Stevens confirms that Russell and company will be on hand -- to do what, exactly, remains uncertain. "To be honest with you, we won't know anything about what they plan to do until three weeks out," Stevens says.
And since Safe City is funding the summit -- Melinda Patterson is heading fundraising efforts -- and local luminaries, including former mayoral candidate Penfield Tate, are doing most of the legwork, it would seem that by the time Simmons rolls into town, there won't be much left for him to do but step into the spotlight and take all the credit.
"Let's not say 'take credit,'" Stevens clarifies. "They come in and help make it better. Russell and the rest are interesting people. They want to see how much hype we build before they step in; that's the way they do things. They want to see if you get your business in order, get everything organized -- and after that, if everything is organized, then they come in and start helping you do your promotions and stuff. They met with us four different times to tell us the things that they expect. In other words, they come in and tell you how it should look and give you suggestions and that kind of thing. It's like a class, if you will, or a workshop. They come in and lend you their expertise up front."

> [Dataset section]
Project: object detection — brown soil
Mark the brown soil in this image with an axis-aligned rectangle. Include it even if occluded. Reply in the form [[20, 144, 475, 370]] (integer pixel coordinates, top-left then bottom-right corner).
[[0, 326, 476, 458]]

> [Prompt A]
How would you put this sentence from the summit passage into Spanish: "Russell and the rest are interesting people."?
> [Prompt B]
Can you give the summit passage again, starting at "Stevens confirms that" and ending at "all the credit.", but change "Safe City" to "Safe Town"?
> [Prompt C]
According to the summit passage, who is heading the fundraising efforts?

> [Full response A]
Russell y los demás son personas interesantes.

> [Full response B]
Stevens confirms that Russell and company will be on hand -- to do what, exactly, remains uncertain. "To be honest with you, we won't know anything about what they plan to do until three weeks out," Stevens says.
And since Safe Town is funding the summit -- Melinda Patterson is heading fundraising efforts -- and local luminaries, including former mayoral candidate Penfield Tate, are doing most of the legwork, it would seem that by the time Simmons rolls into town, there won't be much left for him to do but step into the spotlight and take all the credit.

> [Full response C]
Melinda Patterson.